▶ DATA FOR THE TASK:
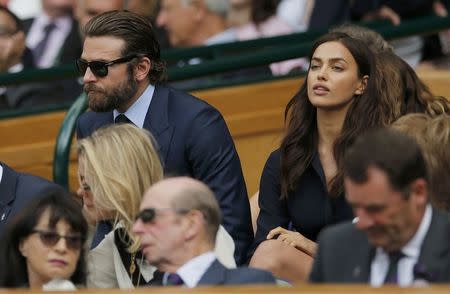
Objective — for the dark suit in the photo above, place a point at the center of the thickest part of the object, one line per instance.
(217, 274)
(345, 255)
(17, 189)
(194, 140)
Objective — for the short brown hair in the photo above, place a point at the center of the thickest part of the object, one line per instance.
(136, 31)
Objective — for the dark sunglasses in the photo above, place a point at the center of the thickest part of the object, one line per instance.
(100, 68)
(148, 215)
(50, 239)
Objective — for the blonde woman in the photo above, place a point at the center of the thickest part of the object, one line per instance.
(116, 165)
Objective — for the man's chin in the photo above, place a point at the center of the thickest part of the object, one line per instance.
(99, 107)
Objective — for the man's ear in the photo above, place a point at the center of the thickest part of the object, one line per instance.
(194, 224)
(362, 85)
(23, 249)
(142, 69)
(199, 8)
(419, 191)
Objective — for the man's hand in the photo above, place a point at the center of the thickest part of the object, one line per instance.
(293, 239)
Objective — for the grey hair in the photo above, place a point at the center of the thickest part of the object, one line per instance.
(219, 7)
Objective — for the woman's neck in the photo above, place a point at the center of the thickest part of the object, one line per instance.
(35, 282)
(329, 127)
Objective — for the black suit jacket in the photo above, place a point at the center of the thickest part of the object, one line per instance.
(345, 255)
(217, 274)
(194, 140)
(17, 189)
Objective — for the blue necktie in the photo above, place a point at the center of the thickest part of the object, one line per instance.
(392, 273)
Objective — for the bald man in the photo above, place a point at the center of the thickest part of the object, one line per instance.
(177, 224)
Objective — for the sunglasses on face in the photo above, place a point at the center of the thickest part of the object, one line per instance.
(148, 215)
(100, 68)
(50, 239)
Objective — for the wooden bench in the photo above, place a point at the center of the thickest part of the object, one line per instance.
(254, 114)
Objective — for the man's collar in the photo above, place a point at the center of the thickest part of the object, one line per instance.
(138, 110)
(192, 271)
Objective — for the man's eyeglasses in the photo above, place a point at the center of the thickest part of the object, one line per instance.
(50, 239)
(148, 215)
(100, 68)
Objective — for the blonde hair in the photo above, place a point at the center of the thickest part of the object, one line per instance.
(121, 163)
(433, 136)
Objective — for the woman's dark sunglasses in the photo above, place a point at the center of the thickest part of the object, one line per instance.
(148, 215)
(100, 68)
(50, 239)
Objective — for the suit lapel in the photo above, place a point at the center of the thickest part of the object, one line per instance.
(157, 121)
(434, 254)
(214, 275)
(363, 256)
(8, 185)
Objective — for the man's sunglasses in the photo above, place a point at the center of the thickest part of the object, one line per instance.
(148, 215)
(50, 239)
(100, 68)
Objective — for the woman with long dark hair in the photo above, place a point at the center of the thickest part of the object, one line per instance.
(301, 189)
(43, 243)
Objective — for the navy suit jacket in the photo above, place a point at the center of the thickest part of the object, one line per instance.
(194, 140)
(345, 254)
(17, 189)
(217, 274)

--

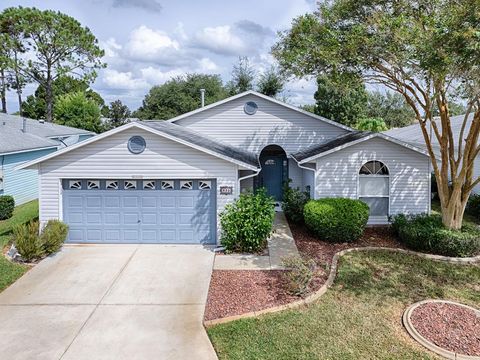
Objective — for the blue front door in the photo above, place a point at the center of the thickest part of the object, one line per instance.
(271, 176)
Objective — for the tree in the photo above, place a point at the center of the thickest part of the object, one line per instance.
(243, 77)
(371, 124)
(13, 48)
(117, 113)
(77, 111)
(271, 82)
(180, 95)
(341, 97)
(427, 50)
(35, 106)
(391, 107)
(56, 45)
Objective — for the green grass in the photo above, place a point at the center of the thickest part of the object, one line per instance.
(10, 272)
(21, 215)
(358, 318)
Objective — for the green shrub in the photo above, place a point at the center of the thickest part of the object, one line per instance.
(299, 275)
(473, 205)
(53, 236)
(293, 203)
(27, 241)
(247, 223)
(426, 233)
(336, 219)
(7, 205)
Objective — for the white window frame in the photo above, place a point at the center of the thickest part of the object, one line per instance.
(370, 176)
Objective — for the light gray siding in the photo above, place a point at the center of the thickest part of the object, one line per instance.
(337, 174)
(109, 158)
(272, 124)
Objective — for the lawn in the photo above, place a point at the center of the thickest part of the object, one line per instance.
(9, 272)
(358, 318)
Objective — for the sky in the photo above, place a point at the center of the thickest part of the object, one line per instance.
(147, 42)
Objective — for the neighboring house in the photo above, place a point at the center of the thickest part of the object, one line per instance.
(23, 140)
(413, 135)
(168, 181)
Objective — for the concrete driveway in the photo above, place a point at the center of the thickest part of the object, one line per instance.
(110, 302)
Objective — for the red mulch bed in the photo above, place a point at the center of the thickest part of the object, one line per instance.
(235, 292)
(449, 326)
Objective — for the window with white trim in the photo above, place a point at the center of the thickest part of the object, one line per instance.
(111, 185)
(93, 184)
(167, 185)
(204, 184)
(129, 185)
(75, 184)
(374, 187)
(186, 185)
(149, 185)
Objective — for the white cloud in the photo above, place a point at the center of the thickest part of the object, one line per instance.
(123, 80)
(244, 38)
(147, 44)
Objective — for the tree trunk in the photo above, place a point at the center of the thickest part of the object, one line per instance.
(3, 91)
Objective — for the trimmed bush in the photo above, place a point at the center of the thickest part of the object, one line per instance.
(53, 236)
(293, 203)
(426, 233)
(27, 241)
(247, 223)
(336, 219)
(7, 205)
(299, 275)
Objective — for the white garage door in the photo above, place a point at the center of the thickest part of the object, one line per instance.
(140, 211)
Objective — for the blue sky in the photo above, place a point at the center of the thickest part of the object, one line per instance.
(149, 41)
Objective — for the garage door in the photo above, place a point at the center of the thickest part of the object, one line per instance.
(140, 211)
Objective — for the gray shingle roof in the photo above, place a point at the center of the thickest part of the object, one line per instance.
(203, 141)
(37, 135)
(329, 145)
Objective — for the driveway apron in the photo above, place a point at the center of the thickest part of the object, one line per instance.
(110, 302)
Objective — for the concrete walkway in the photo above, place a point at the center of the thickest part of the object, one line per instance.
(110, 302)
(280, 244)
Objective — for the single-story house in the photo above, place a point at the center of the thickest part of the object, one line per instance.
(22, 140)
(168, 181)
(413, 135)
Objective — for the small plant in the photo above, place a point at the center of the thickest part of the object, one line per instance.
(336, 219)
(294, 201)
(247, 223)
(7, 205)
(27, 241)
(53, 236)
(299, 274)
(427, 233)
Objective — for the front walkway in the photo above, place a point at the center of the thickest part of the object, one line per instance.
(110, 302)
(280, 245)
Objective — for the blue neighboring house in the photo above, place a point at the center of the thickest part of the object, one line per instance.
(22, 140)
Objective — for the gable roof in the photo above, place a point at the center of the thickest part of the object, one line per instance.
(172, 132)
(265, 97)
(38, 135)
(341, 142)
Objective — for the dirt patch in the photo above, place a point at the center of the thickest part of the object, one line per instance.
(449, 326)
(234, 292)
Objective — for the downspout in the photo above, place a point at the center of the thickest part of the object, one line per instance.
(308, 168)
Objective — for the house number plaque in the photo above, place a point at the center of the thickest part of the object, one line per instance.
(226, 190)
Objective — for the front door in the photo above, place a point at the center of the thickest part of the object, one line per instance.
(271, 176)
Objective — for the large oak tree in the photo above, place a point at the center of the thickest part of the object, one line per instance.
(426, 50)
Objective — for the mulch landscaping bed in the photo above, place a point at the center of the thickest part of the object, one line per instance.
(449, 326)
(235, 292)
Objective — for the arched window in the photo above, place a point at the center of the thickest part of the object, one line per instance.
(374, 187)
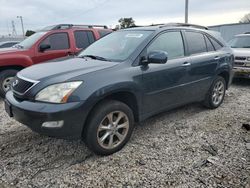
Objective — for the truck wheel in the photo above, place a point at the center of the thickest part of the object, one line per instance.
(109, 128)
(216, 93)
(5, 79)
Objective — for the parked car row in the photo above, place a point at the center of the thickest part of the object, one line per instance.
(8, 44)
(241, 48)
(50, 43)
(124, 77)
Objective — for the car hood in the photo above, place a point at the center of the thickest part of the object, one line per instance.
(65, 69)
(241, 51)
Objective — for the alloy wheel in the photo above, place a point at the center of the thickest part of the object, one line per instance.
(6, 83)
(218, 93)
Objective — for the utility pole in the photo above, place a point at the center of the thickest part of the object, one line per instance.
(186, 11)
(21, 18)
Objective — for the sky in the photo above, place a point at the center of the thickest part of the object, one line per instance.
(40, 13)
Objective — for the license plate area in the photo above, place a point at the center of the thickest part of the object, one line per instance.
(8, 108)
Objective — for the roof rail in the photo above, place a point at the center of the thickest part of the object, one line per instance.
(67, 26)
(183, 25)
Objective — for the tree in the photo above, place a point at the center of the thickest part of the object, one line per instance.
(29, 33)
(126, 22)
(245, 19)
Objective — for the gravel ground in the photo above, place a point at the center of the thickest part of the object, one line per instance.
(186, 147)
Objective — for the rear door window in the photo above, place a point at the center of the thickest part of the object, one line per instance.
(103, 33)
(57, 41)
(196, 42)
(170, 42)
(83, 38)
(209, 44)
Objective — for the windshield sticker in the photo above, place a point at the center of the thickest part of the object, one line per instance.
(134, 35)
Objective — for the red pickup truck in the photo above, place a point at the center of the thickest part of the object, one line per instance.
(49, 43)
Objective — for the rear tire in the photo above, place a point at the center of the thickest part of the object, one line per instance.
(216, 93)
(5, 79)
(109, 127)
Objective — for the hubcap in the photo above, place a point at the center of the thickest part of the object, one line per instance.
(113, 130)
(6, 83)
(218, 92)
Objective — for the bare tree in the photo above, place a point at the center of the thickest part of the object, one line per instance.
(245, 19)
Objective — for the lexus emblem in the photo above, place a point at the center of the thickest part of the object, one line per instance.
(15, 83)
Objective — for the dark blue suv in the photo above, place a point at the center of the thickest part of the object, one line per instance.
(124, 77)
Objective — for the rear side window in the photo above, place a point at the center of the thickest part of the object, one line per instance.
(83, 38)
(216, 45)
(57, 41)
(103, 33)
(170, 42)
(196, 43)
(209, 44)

▶ GIVEN EXERCISE: Find each line in the records that contains the word "gray" and copy those lines out in full.

▶ WRITTEN SOLUTION:
Objective — for the light gray siding in the photo above, place a point at the center of the thickest part of the object, one line per instance.
Objective — for the gray shingle roof in the photo above, place a point at the center of the thickest part of the object, one line per instance.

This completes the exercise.